- Text block -
▽
Fewer People, More Skills
Part of the reason for the economic stall is demographic: The country simply doesn't have enough people to drive into jobs to fuel growth. At just 1.15 babies per woman, South Korea's birthrate is the lowest of all developed countries. The number of people in the 25-49 age group has already peaked, and around 2017 to 2019 the overall working-age population will begin to contract.
In addition, South Koreans have reached a point where so many people have become educated that fewer apply for lower-paid, lower-skilled jobs. That's left the nation's farms and manufacturers scrambling for labor, at the same time many college graduates spend their 20s waiting for opportunities in large companies and the government.
Park Ju-eun, a student at Hongik University in Seoul, decided to delay graduation for a year after encountering a difficult job market. "These days, no one graduates as scheduled," she says. "Students put off graduation to have a better chance to get hired."
Ms. Park, who is 24 years old and a management major, applied for jobs at 15 companies, but she wasn't invited to interview at any. She'll get her degree next year and, if she still can't get a job, will study foreign languages and take certification tests to build up her credentials.
The model now for South Korea, economists say, should be countries in Europe and North America that developed robust service industries, which absorb highly skilled workers and complement existing manufacturing competence, and embrace more diverse working environments that stimulate invention and creativity.
To get there, South Korea will need to reshape its economy to be driven from the bottom up, rather than the top down, and confront the cultural traditions that are creating work barriers for women and immigrants.
"Korea has to decide whether it will reconstitute itself and stay in the limelight or get ready for a Japan-style sunset," says Jasper Kim, a law professor at Ewha University in Seoul.
A Heavy Hand
No. 1 on the government's to-do list: Stop micromanaging the economy. Such involvement made sense in a country rising from nothing with limited capital and a low level of education. But South Korea is no longer such a place, and the government's hand is widely seen as stifling competition and growth.
△
- Provided information -
▽
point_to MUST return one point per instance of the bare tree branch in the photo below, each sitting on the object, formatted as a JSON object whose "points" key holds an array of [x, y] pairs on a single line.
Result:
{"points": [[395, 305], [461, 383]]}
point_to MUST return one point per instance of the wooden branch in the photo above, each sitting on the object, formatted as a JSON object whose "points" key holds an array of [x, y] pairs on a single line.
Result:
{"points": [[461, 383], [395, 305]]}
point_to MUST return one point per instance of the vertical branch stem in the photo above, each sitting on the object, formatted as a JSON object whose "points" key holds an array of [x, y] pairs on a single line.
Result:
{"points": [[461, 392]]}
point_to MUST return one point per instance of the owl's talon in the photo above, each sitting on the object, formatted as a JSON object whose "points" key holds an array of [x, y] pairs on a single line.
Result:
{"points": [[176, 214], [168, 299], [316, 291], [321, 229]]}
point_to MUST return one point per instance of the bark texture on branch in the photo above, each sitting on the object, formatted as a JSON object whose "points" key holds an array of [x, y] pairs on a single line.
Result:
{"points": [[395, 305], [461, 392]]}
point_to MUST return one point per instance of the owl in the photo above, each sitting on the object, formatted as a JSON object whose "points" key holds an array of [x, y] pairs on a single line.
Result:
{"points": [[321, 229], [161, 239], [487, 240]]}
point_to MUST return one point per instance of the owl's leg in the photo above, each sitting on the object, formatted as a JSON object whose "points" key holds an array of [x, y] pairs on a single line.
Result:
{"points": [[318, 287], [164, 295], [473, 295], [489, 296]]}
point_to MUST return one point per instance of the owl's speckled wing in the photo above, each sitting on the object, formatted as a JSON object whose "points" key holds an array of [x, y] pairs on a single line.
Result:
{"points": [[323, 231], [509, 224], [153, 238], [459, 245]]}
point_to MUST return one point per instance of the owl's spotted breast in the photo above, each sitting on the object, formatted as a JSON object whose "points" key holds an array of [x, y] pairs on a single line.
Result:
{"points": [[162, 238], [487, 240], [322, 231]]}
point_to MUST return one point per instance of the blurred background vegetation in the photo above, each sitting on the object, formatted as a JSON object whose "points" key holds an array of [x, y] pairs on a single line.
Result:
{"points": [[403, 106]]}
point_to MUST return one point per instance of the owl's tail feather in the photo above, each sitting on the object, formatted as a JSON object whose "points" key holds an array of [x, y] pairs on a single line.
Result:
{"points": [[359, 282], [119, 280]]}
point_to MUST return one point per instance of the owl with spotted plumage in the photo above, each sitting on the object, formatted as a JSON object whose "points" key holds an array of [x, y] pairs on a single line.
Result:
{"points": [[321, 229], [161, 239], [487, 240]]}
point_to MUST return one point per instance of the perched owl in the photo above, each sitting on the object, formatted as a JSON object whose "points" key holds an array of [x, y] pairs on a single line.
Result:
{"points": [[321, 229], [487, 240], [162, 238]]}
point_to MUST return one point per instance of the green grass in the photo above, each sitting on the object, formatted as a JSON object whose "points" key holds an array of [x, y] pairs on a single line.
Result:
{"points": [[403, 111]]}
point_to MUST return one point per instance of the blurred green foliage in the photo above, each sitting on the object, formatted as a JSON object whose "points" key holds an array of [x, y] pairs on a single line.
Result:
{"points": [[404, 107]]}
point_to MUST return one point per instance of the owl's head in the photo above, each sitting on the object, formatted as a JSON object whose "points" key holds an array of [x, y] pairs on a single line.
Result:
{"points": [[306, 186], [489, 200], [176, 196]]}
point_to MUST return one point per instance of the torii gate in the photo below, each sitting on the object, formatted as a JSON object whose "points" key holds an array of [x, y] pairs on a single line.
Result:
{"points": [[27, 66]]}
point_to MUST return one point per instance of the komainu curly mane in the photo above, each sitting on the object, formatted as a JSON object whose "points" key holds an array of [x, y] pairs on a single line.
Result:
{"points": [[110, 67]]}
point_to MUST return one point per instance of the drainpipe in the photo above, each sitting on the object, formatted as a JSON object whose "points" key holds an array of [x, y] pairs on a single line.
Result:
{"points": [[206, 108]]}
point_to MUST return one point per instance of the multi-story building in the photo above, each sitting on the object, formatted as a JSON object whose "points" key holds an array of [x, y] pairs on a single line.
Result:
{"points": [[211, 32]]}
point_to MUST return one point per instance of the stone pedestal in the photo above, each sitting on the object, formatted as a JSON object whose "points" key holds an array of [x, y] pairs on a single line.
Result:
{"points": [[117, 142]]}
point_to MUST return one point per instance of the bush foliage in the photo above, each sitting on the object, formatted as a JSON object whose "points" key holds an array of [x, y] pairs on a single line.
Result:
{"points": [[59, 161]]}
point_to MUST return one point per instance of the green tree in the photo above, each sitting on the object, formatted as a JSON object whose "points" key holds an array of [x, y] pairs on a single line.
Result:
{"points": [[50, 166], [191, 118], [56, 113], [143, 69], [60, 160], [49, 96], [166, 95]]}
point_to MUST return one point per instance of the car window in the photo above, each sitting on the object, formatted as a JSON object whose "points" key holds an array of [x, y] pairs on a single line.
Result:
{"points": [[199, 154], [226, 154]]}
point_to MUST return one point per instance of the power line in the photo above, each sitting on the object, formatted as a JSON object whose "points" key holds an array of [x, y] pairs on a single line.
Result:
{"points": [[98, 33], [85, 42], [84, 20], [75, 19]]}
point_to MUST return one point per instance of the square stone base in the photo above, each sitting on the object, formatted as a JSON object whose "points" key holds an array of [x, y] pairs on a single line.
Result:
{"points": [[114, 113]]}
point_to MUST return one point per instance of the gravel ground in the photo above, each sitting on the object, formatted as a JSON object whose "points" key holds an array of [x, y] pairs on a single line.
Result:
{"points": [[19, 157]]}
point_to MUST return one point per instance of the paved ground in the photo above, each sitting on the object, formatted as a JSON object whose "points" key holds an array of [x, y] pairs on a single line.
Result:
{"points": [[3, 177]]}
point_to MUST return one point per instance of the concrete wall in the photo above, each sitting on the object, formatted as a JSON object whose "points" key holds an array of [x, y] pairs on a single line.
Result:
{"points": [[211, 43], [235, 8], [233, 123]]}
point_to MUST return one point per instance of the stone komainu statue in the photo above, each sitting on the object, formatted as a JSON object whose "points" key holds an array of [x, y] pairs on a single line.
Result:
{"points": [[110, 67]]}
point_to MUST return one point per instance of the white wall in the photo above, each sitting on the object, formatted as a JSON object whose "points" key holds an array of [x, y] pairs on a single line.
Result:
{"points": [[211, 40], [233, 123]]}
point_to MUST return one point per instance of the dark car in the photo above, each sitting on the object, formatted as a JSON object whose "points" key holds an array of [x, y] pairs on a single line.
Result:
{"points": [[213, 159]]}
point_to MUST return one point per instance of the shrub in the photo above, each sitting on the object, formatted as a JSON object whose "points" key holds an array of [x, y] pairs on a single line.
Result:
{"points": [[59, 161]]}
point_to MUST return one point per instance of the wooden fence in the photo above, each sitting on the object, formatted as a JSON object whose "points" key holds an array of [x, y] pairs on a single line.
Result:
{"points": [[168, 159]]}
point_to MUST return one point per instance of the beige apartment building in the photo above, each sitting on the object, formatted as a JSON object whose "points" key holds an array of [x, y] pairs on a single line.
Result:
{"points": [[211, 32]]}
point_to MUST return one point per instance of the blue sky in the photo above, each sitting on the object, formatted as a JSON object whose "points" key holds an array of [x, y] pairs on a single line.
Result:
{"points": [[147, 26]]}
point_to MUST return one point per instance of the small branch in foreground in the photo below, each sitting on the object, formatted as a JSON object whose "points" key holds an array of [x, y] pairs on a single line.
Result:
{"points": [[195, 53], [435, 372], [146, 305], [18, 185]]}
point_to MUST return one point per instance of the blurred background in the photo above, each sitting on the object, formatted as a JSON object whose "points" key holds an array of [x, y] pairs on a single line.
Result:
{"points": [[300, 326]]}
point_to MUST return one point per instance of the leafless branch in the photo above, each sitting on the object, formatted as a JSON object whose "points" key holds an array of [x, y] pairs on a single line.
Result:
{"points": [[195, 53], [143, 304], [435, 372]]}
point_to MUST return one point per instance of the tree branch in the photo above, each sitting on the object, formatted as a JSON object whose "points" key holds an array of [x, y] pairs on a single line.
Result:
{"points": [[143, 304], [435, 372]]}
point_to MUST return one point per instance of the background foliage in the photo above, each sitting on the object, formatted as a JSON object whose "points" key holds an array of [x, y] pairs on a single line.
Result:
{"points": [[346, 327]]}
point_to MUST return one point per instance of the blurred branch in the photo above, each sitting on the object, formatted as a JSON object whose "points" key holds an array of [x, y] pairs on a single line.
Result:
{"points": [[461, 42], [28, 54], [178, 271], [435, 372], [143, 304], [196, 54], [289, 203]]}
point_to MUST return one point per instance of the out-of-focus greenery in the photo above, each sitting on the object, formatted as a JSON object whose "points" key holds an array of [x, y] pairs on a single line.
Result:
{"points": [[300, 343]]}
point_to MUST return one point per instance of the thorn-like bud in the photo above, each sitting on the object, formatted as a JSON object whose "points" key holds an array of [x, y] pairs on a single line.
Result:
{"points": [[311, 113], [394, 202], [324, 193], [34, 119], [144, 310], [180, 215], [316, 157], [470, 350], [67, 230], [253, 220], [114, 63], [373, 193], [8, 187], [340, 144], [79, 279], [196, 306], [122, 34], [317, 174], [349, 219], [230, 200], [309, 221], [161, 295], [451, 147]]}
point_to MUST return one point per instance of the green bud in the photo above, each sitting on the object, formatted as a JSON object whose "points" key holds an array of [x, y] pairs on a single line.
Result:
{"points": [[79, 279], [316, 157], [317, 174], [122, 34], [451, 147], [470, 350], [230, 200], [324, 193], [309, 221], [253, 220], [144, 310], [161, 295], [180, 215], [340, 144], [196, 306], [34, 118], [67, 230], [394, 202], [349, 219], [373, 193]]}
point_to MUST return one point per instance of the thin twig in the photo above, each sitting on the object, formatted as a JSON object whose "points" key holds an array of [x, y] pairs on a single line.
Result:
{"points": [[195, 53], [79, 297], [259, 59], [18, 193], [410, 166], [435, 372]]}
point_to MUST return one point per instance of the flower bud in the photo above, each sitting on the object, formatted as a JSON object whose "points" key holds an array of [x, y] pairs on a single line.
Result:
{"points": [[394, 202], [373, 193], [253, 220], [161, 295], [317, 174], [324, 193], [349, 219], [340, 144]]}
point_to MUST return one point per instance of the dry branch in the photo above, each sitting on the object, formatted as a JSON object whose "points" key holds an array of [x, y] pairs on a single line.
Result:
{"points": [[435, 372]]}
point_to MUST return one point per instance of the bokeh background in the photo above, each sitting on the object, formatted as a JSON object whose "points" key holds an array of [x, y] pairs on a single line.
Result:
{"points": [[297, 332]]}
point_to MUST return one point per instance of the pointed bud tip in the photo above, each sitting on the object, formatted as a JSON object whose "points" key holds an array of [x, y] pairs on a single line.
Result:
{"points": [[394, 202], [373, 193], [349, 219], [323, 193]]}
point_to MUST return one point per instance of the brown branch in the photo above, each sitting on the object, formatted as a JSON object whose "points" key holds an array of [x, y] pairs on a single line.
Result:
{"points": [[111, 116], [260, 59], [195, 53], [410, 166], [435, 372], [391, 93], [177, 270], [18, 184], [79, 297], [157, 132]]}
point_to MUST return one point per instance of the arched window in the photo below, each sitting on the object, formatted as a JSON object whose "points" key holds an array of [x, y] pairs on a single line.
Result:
△
- Exercise requirements -
A: In the passage on South Korea's economy, how many companies did Park Ju-eun apply to?
B: Continue the passage on South Korea's economy from the point where it stops.

- Results for each task -
A: She applied for jobs at 15 companies.

B:
Regulations, for instance, say that a company that brews beer in South Korea must be able to produce at least 3.8 million bottles a year, preventing start-up companies from trying to take on the country's two established beer makers. In another area, after an outcry last year over the salaries paid to workers at Korea's privately owned stock exchange, the government took it over and slashed pay.
Government officials acknowledge the problem. But they haven't been able to fix it.
In 2007, South Korea's president, Mr. Lee, campaigned on a promise of economic growth he pitched as the "747" plan—7% annual growth, $40,000 per capita income and the world's seventh-largest economy by 2018. A key element: government downsizing.
Mr. Lee initially set out to privatize about 40 of the country's 400 or so government corporations in hopes of spurring profit-motivated work. By early this year, officials had moved on just one sale—a minority stake in the company that runs the international airport in suburban Seoul. Then, in September, they even stopped that sale in response to political critics.
A similar resistance has arisen when it comes to the government's monopoly of the rates and sale of television advertising. Two years ago, the nation's constitutional court ordered an end to that control, saying it was an illegal monopoly.
The result was that even more government agencies jumped in, wanting to sell advertising or have the power to decide who will. Meanwhile, with government-set TV rates acting as a ceiling to most other advertising, South Korea's media industry accounts for less than 1% of gross domestic product, compared with more than 2% in Japan and 3% in the U.S.
Most visibly, capital-intensive construction projects remain a major tool of influence for South Korea's political leaders, a force that sways both the costs of private development and the land available for projects. Mr. Lee's own megaproject is a $14 billion dredging of four rivers.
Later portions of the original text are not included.